## Problem set
- 1) Revise the stretch of the post on BBC's must-read books from "I think this summer" through "summer 2010 ends." so that "settle in" takes the place of "buckle down".
- 2) Keep going with the post on BBC's must-read books, starting right after its final sentence.

## Page
+++

So this is BBC's list of "100 Books to Read Before You Die"...

I think this summer will be a great time to buckle down and get to it. Bolded = already read. Italicized = will attempt to finish it before summer 2010 ends.

1 Pride and Prejudice – Jane Austen
  • Honestly I did not particularly enjoy this book, but I'm planning to give it another try very soon...I find Jane Austen's writing style irritable.

2 The Lord of the Rings – JRR Tolkien
  • I could never bring myself to read through this series. I shall attempt again soon...

3 Jane Eyre – Charlotte Bronte
  • I started on this book, wrote a book analysis on it (without having finished it)...I've always meant to re-read the book in its entirety but have never gotten around to it. I think this will be one of my starting summer books this year.

4 Harry Potter series – JK Rowling
  • For my generation, I really think this is a classic series in that we totally "grew up" with the characters in the book. I will forever tell my future kids about waiting every summer for a new book to be released...I'm still kind of sad that it's over.

5 To Kill a Mockingbird – Harper Lee
  • One of my favorites. I taught it last summer to a group of high schoolers who totally did not even give the book a try (sigh), but I think some of them got the core message of it. And for that I am happy. It's astonishing how much you can learn from actually teaching the book...it was very interesting to see it from the other side.
6 The Bible
  • I've actually read it cover-to-cover, but I definitely was not reading it the way I was supposed to be reading it. I think going through the Bible will always be a persisting lifetime goal.
7 Wuthering Heights – Emily Bronte
  • I hear that this is a depressing book, but I would like to read it this summer before I leave to the UK in the hopes that I will be able to visit the place that inspired the author when I am abroad.
8 Nineteen Eighty Four – George Orwell
  • This book is referenced so much that it's quite a surprise I haven't read it yet...will try this summer.
9 His Dark Materials – Philip Pullman

10 Great Expectations – Charles Dickens
  • I think this was the first book of Dickens I had ever read (I believe it was in 7th grade?). And I read it probably three or four more times since then. It's kind of one of those books that I feel has been over-read in my life...if such a thing can exist.
11 Little Women – Louisa M Alcott
  • I think I finished this in the sixth grade? I kind of want to pick it up again just because I don't remember much from the book, but its thickness deters me...

+++

Data listing:
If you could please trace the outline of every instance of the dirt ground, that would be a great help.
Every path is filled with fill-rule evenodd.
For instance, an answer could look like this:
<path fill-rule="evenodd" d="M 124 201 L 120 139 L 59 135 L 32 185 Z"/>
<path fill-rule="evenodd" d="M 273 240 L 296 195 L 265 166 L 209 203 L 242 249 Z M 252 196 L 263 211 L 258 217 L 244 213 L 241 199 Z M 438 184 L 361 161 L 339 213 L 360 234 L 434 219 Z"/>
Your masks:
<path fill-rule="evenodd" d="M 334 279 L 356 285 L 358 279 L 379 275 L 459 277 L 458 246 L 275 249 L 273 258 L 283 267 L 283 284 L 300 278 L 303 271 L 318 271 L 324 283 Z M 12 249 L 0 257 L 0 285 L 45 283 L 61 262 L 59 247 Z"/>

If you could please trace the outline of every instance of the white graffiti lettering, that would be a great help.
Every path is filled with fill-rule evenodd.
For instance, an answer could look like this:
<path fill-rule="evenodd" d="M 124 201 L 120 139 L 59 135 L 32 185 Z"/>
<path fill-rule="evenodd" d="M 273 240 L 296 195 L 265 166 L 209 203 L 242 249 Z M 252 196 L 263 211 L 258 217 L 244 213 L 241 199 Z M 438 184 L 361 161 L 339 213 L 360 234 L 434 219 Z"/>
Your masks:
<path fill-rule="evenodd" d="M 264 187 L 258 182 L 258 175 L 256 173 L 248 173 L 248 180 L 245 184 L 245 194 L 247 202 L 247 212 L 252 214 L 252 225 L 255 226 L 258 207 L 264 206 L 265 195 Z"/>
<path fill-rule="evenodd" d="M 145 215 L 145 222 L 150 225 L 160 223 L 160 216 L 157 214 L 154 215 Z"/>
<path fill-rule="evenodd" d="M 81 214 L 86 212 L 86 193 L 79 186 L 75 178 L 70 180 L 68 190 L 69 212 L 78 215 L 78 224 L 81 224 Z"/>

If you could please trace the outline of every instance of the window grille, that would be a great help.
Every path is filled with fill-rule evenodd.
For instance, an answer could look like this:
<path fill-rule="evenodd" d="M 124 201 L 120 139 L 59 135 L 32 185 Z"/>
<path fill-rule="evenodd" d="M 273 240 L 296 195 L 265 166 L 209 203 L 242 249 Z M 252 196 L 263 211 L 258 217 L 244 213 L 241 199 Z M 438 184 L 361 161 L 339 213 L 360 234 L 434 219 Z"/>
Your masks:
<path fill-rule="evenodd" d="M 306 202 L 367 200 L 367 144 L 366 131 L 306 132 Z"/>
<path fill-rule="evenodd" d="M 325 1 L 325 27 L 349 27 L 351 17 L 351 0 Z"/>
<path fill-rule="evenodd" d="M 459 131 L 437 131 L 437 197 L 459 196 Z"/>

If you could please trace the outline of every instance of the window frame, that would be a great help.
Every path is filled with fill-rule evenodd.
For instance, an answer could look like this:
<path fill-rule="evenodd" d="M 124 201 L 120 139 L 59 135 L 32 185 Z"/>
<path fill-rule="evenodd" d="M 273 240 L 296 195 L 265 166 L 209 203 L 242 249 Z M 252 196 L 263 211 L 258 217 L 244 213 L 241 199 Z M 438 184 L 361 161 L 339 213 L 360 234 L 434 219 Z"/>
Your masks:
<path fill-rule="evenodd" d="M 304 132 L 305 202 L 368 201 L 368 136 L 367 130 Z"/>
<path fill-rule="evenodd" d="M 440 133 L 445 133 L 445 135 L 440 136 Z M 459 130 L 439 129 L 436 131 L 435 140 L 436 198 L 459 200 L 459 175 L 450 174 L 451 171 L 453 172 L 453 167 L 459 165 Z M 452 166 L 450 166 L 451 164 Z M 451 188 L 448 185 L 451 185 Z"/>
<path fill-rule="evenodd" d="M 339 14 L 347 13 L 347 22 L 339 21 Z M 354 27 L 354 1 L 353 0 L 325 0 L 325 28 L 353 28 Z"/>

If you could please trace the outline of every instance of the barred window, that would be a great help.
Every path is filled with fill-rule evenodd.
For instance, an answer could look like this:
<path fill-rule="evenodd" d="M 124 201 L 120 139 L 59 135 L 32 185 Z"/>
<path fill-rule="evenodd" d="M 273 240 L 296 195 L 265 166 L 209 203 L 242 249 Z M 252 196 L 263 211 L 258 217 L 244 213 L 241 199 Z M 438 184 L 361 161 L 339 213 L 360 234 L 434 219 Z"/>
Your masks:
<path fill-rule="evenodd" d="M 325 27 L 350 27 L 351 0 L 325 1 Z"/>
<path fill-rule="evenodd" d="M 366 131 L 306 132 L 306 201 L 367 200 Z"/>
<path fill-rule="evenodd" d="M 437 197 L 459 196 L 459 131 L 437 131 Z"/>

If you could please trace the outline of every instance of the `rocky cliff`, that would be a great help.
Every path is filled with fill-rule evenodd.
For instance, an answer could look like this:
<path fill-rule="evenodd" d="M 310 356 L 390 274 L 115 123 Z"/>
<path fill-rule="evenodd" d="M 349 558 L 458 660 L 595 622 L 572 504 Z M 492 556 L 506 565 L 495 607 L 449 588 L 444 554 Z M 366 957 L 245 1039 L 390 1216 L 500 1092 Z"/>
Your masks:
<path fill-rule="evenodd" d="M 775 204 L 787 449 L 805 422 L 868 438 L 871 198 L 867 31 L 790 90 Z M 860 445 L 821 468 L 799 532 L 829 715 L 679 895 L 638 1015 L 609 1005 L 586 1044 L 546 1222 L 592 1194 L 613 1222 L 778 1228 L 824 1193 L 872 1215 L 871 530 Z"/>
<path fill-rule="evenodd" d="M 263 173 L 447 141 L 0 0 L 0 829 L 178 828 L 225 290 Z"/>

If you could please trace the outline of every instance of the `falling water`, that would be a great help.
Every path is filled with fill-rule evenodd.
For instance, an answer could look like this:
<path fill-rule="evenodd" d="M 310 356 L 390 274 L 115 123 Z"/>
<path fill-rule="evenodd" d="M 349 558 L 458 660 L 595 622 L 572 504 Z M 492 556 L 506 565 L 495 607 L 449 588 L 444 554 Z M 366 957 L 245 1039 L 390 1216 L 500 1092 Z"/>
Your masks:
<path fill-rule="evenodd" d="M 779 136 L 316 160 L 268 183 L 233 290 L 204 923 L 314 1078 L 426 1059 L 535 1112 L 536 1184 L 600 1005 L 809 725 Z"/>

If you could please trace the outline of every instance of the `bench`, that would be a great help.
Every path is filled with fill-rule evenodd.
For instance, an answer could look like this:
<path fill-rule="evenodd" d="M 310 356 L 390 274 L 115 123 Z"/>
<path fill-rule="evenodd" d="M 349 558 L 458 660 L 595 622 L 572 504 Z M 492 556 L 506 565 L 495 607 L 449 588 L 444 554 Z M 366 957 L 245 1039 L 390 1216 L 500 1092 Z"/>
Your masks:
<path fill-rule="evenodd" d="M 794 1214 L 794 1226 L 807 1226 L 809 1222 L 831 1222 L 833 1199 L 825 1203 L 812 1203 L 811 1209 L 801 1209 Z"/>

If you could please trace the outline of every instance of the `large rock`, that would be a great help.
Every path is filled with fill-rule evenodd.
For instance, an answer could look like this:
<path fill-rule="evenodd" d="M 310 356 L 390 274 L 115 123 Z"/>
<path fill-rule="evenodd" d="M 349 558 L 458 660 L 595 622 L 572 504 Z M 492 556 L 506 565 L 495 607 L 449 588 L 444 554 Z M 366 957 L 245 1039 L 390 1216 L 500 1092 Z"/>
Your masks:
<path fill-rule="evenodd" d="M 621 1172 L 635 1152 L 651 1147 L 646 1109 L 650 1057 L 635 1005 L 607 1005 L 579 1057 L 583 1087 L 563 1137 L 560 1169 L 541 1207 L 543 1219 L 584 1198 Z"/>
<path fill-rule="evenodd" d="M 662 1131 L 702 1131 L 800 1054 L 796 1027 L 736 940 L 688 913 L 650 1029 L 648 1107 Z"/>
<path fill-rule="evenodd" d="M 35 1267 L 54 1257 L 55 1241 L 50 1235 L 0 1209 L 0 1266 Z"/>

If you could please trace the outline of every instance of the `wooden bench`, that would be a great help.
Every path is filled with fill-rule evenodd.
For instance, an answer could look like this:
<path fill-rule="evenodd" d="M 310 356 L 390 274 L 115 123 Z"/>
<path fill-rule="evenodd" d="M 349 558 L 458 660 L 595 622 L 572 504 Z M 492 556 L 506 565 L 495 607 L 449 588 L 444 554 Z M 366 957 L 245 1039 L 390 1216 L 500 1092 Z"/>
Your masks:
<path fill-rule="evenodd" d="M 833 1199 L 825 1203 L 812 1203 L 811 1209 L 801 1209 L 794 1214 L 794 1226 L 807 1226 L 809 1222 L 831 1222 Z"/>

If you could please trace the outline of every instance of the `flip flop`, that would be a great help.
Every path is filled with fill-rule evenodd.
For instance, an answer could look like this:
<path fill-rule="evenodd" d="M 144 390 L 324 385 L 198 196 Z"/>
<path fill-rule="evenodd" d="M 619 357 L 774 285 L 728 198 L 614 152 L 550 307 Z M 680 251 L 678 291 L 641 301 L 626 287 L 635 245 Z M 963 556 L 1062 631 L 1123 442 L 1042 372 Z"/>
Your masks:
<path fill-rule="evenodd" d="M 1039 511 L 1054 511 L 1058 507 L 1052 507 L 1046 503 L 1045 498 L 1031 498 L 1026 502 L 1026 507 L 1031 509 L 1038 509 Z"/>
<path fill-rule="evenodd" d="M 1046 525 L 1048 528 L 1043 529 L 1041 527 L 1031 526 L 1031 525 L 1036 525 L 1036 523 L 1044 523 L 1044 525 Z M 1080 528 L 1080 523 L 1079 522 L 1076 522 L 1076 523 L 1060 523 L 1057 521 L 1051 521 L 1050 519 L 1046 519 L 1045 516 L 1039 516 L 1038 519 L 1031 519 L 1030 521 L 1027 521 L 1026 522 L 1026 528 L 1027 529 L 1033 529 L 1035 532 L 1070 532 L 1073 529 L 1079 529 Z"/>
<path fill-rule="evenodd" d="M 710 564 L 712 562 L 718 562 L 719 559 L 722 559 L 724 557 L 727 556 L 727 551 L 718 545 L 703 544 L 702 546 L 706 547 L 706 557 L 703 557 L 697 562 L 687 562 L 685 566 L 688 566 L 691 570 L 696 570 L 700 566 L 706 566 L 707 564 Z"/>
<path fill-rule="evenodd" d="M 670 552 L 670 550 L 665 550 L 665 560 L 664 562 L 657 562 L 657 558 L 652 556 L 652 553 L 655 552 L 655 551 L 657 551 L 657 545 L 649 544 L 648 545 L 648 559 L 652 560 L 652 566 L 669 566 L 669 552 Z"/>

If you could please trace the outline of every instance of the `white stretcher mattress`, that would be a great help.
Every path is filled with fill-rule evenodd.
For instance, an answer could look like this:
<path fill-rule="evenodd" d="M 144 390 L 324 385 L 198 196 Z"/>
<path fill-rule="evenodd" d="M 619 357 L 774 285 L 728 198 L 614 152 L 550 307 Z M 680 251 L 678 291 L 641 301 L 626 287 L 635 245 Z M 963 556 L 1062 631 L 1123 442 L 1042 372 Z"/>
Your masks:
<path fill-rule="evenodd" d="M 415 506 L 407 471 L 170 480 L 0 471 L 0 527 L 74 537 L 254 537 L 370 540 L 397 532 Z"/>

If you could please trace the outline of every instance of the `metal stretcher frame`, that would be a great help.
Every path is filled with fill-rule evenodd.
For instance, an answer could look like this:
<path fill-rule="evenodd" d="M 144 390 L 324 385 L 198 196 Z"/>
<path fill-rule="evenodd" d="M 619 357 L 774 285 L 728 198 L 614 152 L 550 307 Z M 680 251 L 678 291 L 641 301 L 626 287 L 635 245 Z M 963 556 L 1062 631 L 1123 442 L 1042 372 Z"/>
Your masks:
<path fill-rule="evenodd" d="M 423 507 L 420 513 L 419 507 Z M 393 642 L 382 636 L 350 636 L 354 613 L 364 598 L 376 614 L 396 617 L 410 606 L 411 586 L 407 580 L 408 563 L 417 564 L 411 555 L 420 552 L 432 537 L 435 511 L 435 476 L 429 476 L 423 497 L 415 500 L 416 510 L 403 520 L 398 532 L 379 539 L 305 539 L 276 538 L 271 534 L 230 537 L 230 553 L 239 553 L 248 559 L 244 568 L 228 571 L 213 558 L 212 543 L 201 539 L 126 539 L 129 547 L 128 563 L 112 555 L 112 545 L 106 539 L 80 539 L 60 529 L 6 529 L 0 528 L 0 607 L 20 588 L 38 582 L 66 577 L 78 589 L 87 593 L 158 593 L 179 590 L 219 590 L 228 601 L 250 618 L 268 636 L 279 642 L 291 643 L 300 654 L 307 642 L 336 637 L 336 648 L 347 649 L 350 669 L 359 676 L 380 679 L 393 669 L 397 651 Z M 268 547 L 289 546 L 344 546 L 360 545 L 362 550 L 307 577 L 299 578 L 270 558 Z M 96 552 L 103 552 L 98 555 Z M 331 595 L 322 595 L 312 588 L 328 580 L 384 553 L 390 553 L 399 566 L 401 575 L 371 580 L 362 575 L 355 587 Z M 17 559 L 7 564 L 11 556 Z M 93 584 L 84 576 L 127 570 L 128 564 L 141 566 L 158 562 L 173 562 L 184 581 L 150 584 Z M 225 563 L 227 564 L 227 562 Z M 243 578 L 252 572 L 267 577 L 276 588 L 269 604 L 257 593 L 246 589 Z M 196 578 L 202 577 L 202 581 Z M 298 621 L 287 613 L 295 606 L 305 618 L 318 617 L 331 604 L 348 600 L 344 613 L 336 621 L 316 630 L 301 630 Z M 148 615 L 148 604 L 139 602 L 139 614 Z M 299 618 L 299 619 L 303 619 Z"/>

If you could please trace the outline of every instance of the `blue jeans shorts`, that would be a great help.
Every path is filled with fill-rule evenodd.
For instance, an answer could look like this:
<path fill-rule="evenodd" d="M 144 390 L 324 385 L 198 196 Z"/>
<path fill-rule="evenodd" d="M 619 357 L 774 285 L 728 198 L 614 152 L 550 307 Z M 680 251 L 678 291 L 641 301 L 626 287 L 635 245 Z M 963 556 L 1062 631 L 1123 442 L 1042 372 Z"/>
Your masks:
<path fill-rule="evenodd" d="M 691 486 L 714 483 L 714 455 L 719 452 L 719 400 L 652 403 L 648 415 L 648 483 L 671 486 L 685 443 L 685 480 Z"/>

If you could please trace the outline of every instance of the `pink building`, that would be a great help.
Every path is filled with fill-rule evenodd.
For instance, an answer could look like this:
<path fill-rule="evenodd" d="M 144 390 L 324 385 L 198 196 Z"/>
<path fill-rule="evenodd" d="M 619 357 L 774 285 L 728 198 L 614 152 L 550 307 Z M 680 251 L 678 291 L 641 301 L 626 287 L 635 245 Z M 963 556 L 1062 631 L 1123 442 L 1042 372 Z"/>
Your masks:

+++

## Solved problems
- 1)
I think this summer will be a great time to settle in and get to it. Bolded = already read. Italicized = will attempt to finish it before summer 2010 ends.

- 2)
12 Tess of the D’Urbervilles – Thomas Hardy
  • I remember being so angry at the end of this novel. I can't remember if I read it in the 11th or 12th grade, but this book made me so depressed that I don't think I can bring myself to pick it up ever again...
13 Catch 22 – Joseph Heller
  • Still haven't gotten around to this book!! I shall this summer...
14 Complete Works of Shakespeare
  • My face just cringed at the title. One day....
15 Rebecca – Daphne Du Maurier

16 The Hobbit – JRR Tolkien

17 Birdsong – Sebastian Faulk

18 Catcher in the Rye – JD Salinger
  • I still can't believe I haven't read this yet...
19 The Time Traveler’s Wife – Audrey Niffenegger
  • Another book I've been meaning to pick up...
20 Middlemarch – George Eliot

21 Gone With The Wind – Margaret Mitchell
  • Such a charming book. I LOVED this book when I first read it during 8th grade and became super attached to it ever since. I cried like a baby the first time around. I think it'll always remain as one of my favorites.

22 The Great Gatsby – F Scott Fitzgerald
  • I have mixed feelings about this book. Don't know why.

23 Bleak House – Charles Dickens
  • I have this love and hate relationship with Dickens where I totally love some of his novels and can't stand others. I hope this one will be of the former.

24 War and Peace – Leo Tolstoy

25 The Hitch Hiker’s Guide to the Galaxy – Douglas Adams

27 Crime and Punishment – Fyodor Dostoyevsky

28 Grapes of Wrath – John Steinbeck

29 Alice in Wonderland – Lewis Carroll

30 The Wind in the Willows – Kenneth Grahame

31 Anna Karenina – Leo Tolstoy

32 David Copperfield – Charles Dickens
  • Totally attempted to read this book; one of my Dickens failures. I'll try again someday..

33 Chronicles of Narnia – CS Lewis
  • I think I read this as a child but never really fully understood all of its connotations. Will reread this summer.

34 Emma – Jane Austen
  • I don't know if I can ever pick up Austen again...

35 Persuasion – Jane Austen

36 The Lion, The Witch and The Wardrobe – CS Lewis
  • Same as Chronicles of Narnia

37 The Kite Runner – Khaled Hosseini
  • Read this last summer because I had to teach it. I cried like a baby, even though I would never admit that to my summer kids. I will never be able to forget my mischievous boys going, "WTF? That's so messed up, Teacher!" and "I HATE ______". What a heartbreaking story...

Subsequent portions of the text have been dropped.